*What is expected*: Copy out the whole listing below, character for character, leaving out the pictures.

+++ Input data

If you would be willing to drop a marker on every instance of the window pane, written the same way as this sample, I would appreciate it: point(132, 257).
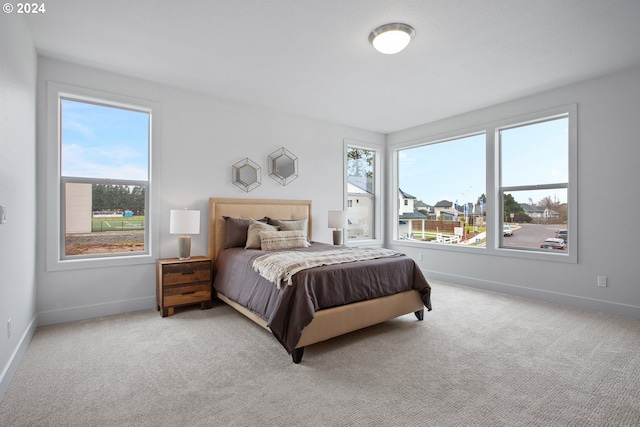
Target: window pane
point(101, 144)
point(103, 219)
point(360, 193)
point(100, 141)
point(531, 217)
point(535, 154)
point(442, 192)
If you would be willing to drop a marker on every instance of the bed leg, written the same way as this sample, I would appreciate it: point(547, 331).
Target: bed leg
point(296, 354)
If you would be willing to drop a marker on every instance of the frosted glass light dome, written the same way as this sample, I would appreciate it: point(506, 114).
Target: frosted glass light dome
point(391, 38)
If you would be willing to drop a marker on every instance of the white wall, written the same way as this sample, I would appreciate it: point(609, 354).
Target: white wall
point(201, 138)
point(17, 192)
point(608, 204)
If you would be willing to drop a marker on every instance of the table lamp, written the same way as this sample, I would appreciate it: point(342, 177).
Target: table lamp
point(184, 222)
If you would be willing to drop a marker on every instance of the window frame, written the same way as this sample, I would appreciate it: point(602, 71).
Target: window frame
point(378, 194)
point(55, 245)
point(437, 139)
point(493, 206)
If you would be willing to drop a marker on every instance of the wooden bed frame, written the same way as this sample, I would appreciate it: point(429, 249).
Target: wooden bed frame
point(327, 323)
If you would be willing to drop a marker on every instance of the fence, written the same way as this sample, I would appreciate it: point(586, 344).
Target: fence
point(100, 225)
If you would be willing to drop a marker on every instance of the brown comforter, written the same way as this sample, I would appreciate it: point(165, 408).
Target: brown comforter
point(289, 309)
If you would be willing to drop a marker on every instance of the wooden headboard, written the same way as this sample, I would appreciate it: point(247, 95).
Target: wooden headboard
point(251, 208)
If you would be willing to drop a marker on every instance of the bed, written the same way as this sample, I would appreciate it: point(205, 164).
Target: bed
point(319, 303)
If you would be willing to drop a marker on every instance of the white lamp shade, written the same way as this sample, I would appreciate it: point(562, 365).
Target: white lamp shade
point(337, 219)
point(184, 221)
point(391, 38)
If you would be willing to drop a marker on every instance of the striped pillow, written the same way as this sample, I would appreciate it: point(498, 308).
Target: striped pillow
point(271, 240)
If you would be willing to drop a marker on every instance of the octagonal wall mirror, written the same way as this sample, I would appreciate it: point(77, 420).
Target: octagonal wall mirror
point(283, 166)
point(246, 175)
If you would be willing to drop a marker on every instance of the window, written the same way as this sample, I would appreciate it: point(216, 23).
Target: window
point(363, 203)
point(104, 164)
point(534, 176)
point(441, 192)
point(507, 190)
point(100, 206)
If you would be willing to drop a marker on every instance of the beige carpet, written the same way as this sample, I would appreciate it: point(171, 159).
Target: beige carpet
point(479, 358)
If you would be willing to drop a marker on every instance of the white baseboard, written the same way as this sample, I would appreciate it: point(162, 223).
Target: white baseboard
point(607, 307)
point(16, 357)
point(73, 314)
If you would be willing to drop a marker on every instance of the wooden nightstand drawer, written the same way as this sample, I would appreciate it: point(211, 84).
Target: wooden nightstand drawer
point(183, 282)
point(187, 294)
point(173, 274)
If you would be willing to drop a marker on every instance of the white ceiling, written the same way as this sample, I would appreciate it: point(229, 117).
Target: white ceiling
point(313, 58)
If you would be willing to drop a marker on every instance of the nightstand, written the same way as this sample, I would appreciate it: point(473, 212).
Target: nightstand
point(183, 282)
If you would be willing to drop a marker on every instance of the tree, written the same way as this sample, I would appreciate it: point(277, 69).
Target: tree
point(360, 162)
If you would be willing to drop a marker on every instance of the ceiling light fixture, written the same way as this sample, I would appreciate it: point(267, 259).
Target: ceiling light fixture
point(391, 38)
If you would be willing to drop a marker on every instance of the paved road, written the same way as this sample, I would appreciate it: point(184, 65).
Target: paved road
point(531, 235)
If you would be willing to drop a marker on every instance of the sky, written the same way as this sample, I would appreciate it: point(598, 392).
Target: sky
point(455, 170)
point(104, 142)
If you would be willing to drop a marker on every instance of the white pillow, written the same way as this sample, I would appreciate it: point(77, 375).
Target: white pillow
point(253, 236)
point(271, 240)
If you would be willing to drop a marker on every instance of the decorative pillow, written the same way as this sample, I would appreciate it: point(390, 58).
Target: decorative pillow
point(271, 240)
point(235, 234)
point(253, 233)
point(291, 224)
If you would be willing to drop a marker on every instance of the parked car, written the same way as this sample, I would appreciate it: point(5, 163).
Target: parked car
point(562, 234)
point(553, 243)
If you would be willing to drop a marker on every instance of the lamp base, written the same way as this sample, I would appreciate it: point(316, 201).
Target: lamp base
point(337, 237)
point(184, 247)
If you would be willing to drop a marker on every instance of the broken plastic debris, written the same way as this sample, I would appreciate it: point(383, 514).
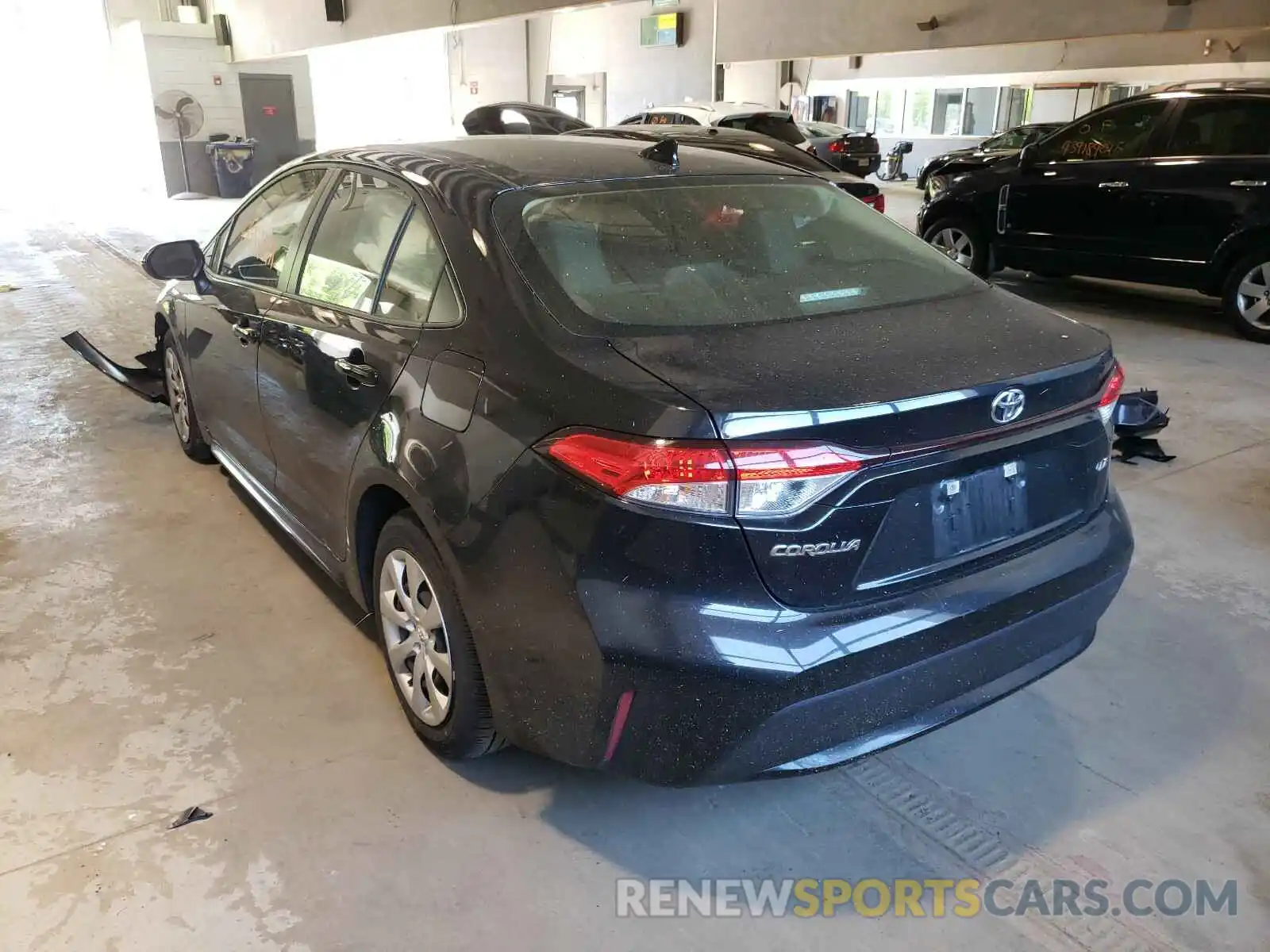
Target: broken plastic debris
point(194, 816)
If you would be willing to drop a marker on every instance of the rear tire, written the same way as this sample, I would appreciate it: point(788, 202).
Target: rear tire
point(1246, 296)
point(184, 420)
point(429, 647)
point(963, 241)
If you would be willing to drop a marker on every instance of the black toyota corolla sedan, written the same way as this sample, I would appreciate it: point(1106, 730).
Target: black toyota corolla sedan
point(649, 459)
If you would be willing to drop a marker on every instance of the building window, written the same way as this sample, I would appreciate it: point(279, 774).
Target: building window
point(979, 116)
point(891, 108)
point(946, 114)
point(918, 118)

++++++

*Expected answer*:
If you would be willing to drop a marker on every instance of the window pane, written the same way as this sample, I would appreciate it: point(132, 257).
Target: window pane
point(101, 144)
point(103, 219)
point(360, 193)
point(100, 141)
point(531, 217)
point(535, 154)
point(442, 192)
If you would be willing to drop a marker on every instance of the bed leg, written the same way as this sample, I would appreciate it: point(547, 331).
Target: bed leg
point(296, 354)
If you would be willing to drop a marker on every instance of the frosted glass light dome, written the same way as this sample, I would appreciate it: point(506, 114).
Target: frosted glass light dome
point(391, 38)
If you would be willing to drop a marker on every instance of the white wall, written the same way as this sample, I would appreciate it: point(609, 354).
Target: white wall
point(201, 138)
point(17, 192)
point(608, 204)
If you would be willing to drop a marker on every instance of the table lamp, written the same way as this sample, I would appreciate it: point(342, 177).
Target: table lamp
point(184, 222)
If you would be willing to drop a marker on every instance of the window frame, written the same way as this sample, I would appreciate it: point(602, 71).
Target: window frame
point(378, 194)
point(55, 245)
point(437, 139)
point(493, 206)
If you would be willing to drop a marker on every instance of the wooden bed frame, written the same way as this sample, I would appreciate it: point(429, 249).
Target: wooden bed frame
point(327, 323)
If you would be willing to drop a marker on every instance of the fence, written the same way as this sample, I would appreciate it: point(586, 344).
Target: fence
point(100, 225)
If you would be willing to drop a marker on every instance of the brown comforter, written the same way as this sample, I would appreciate it: point(165, 408).
Target: brown comforter
point(289, 309)
If you would be willing to drop a marker on every instance of the wooden headboard, written the same way as this sample, I would appreciate it: point(247, 95).
Target: wooden headboard
point(251, 208)
If you would be willing to drop a marker on every instance of the bed, written the same way as this sample, I would appreciate it: point(205, 164).
Target: bed
point(319, 303)
If you would be willing to drop a marker on every instance of the white lamp shade, written the same way as this sample, I would appreciate it: point(562, 365).
Target: white lamp shade
point(337, 219)
point(184, 221)
point(391, 38)
If you would be willing to drop a marker on every instance of the striped pillow, written the same way as this sample, I would appreciate it: point(498, 308).
Target: striped pillow
point(271, 240)
If you would be willing to drop a marker on every instance of the octagonal wall mirror, written the same way as this sample, I would appreciate it: point(77, 420).
Target: octagonal wall mirror
point(283, 166)
point(246, 175)
If you would be willing to drop a marker on every instance of the window, written the same way as this sample, I would appreciate it: point(216, 23).
Target: window
point(363, 203)
point(104, 164)
point(534, 176)
point(441, 192)
point(507, 190)
point(100, 206)
If you would be willing to drop a marker on every instance of the beige carpet, written the same way as this sample, I would appreciate it: point(171, 159).
Target: beige carpet
point(479, 358)
If you would be willing to drop a marker on every instance of the white baseboard, written the same way as this sample, I would appreciate it: point(162, 223).
Target: white baseboard
point(607, 307)
point(16, 357)
point(73, 314)
If you would be willing to drop a marker on every instance of the wooden nightstand drawer, written the same way as this sample, I would appreciate it: point(211, 84).
Target: wooden nightstand drawer
point(183, 282)
point(187, 294)
point(173, 274)
If you would be willing to drop a marker on every instance of the white ceiling, written the same way as this sample, I would appreciate it: point(229, 117).
Target: white ceiling
point(313, 58)
If you would be willing to drop a marker on every instance of the nightstand, written the same way as this sample, I would appreciate it: point(473, 212).
Target: nightstand
point(183, 282)
If you would be willing to drop a marker on every instance of the tree, written the same way as this sample, I would appreciate it: point(277, 69).
Target: tree
point(360, 162)
If you would be willing to drop a marker on every instance of the ceiling light fixture, written the same way as this sample, I would appreciate it: point(267, 259).
Target: ceiling light fixture
point(391, 38)
If you would be willing to drop a marker on every instance of the paved road, written the same way as this sample, I would appreciate it: point(184, 65).
Target: paved road
point(531, 235)
If you would be willing to drop a marker on every instance of the sky, written the same way as this sample, I would appreciate it: point(598, 392).
Target: sky
point(455, 170)
point(104, 142)
If you would be willing to drop a marker on every instance of the white pillow, written the same way as this sample, I would appreciate it: point(77, 375).
Target: white pillow
point(253, 236)
point(271, 240)
If you would be willing to drop a marker on every instance of the decorative pillow, written the same way as this sample, I would appreciate it: point(390, 58).
Target: decorative pillow
point(271, 240)
point(235, 234)
point(253, 233)
point(291, 224)
If you would be willing to drop a marker on every instance of the parked car, written the same way as this sample, I would appreciate it: point(5, 163).
Target: parked car
point(562, 234)
point(553, 243)
If you would be willing to drop a marker on every instance of the lamp base, written the same way as this sample, I would appreciate it: point(316, 201).
Target: lamp base
point(337, 237)
point(184, 247)
If you would be willing to drop a marker on every instance of the broken plastic debris, written the same way as this sample, I would appreciate it: point(383, 514).
Target: broken plastic debris
point(194, 816)
If you would be willing to drop a marker on every instance of the rear tire, written the same way as this sample, I would appreciate it: point(788, 202).
Target: rear tire
point(1246, 296)
point(184, 420)
point(429, 647)
point(963, 241)
If you would be willing to drop a marker on every instance of the black toyota corolla sedan, written the same way as this sample, I would appreciate it: point(1106, 730).
Target: black toyota corolla sedan
point(649, 459)
If you would be willing to drop a marker on every instance of the building window, written the same way as this sample, I would appreciate it: point(279, 774).
Target: building window
point(979, 116)
point(891, 108)
point(946, 114)
point(918, 118)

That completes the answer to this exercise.